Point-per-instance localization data

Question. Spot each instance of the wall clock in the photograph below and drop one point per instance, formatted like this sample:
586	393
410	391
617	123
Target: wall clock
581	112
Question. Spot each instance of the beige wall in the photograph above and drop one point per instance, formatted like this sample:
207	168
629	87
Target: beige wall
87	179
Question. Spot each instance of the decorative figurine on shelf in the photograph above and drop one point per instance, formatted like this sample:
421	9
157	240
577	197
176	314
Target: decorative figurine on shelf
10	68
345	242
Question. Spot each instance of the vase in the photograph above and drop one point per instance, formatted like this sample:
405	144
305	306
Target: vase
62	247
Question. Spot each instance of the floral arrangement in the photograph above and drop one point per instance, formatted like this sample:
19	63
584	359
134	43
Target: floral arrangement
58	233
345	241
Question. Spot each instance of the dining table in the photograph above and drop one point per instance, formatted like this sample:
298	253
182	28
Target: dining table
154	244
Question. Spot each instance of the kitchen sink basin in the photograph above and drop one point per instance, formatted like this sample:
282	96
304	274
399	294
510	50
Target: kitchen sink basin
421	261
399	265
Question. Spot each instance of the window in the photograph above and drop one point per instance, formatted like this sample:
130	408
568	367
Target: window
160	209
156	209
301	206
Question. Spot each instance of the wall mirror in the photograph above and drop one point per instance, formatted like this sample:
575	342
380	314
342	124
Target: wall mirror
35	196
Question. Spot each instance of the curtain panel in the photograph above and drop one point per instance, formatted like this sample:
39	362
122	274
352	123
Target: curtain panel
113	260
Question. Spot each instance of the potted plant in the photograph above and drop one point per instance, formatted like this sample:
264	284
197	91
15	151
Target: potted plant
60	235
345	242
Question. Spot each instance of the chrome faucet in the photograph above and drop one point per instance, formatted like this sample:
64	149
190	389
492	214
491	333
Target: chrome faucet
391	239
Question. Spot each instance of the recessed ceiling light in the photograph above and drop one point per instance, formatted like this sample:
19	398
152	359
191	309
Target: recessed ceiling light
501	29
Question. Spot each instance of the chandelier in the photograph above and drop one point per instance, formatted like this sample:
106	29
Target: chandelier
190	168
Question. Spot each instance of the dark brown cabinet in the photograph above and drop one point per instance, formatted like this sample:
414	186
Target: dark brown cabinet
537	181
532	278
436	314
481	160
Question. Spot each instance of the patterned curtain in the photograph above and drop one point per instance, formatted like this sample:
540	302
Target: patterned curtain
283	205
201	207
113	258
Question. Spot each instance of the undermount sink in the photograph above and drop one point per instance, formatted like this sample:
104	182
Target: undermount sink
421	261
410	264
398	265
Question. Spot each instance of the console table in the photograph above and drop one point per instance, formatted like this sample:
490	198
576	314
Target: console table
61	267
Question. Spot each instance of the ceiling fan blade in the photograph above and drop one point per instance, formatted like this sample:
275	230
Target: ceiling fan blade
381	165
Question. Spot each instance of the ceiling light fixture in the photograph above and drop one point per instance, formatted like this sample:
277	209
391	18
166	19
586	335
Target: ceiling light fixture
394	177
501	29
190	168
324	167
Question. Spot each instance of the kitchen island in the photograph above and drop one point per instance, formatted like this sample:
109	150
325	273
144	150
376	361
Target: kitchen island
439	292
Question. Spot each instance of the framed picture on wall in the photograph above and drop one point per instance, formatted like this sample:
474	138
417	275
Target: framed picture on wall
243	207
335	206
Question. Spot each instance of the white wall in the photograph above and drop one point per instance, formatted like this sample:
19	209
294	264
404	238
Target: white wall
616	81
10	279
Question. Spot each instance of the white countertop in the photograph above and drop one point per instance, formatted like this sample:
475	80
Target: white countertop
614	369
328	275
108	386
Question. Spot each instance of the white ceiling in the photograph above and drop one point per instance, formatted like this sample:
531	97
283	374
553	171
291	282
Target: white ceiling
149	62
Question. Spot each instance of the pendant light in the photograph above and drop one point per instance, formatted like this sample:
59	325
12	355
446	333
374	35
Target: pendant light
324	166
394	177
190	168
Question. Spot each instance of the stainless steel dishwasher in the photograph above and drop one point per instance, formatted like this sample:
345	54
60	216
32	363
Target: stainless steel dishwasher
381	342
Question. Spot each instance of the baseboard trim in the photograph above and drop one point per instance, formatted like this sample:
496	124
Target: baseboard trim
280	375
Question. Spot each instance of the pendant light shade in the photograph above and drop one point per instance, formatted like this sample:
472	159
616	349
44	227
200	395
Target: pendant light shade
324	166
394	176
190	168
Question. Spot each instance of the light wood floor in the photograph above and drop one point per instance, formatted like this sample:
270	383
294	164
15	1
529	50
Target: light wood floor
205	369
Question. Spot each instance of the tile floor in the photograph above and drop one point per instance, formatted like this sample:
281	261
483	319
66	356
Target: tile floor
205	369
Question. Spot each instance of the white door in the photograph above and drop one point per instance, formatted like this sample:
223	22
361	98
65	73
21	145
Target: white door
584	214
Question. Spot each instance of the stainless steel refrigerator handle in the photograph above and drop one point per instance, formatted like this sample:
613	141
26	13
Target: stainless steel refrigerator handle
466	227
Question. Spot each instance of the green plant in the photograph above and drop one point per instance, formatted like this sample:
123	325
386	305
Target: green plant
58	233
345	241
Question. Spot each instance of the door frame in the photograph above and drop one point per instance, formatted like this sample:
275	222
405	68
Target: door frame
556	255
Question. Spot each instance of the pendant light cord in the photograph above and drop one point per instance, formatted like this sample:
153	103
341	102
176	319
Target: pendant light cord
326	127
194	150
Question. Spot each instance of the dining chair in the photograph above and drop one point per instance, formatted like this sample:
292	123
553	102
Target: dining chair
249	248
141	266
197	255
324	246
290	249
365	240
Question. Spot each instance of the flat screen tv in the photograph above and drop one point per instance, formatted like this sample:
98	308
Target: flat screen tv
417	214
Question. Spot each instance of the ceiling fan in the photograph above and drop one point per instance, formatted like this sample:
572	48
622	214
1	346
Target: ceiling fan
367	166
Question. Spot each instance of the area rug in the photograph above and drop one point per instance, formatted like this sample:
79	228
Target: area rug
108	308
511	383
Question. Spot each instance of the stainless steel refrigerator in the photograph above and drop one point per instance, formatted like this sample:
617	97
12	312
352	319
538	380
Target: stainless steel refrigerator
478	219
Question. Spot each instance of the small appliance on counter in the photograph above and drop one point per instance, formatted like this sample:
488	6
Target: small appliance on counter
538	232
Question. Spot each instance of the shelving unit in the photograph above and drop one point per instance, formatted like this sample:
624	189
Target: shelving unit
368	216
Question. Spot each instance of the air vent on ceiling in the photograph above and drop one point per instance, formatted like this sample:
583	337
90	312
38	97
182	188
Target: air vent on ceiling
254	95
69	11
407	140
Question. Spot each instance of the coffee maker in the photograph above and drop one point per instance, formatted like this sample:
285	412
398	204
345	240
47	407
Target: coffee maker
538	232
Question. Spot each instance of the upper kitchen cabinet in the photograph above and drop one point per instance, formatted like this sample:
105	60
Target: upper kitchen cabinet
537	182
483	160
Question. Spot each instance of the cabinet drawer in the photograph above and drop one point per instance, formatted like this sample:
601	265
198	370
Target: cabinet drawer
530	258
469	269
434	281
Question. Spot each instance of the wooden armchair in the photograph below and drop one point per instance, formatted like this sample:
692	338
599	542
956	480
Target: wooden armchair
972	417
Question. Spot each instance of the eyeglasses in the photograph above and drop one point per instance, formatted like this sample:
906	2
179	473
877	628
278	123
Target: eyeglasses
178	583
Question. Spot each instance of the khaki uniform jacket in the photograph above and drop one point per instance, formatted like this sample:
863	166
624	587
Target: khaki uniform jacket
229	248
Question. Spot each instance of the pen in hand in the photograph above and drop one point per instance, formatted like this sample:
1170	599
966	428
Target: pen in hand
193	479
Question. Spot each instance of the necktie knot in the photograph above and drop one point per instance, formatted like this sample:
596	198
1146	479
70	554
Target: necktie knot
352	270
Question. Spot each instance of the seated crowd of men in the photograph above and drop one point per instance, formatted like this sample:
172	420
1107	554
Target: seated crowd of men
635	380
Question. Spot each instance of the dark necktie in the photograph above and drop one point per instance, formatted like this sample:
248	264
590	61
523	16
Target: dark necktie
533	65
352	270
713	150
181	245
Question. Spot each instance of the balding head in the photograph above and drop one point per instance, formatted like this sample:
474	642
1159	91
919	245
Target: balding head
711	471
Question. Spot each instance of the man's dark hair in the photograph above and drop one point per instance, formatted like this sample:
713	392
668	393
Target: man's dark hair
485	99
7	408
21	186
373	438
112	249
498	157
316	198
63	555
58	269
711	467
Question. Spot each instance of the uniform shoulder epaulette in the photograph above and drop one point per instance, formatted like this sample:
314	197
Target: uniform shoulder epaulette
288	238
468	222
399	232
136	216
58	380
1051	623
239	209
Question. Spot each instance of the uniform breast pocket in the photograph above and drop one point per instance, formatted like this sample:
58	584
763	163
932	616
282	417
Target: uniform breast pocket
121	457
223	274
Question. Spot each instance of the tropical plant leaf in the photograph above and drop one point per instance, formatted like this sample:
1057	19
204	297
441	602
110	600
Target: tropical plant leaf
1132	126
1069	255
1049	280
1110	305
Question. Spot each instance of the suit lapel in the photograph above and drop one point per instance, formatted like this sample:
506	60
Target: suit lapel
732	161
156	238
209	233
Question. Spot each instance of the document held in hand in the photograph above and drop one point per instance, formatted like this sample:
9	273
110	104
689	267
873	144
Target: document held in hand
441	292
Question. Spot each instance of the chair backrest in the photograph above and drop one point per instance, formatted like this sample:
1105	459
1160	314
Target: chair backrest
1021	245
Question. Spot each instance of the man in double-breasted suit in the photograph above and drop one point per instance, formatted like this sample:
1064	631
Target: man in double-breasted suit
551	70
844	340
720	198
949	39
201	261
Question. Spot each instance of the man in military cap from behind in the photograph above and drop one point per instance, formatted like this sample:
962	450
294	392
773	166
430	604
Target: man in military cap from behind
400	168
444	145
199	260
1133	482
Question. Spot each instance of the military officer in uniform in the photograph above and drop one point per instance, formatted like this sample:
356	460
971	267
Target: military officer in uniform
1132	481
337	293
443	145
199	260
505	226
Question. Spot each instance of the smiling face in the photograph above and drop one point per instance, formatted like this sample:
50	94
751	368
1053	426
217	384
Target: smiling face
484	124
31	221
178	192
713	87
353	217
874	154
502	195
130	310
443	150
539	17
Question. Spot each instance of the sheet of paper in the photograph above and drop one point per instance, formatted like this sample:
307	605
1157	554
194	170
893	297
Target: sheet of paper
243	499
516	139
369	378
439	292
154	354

▶ _What is expected_
The lines you return should be those above that contain the word "below", every one of them.

▶ _Expected answer_
Question. Spot each instance of the wall clock in the photograph below and drop one point per instance, formatted like this sample:
Question. Spot each instance of the wooden armchair in the photograph below and drop one point per instance, formatted like this sample:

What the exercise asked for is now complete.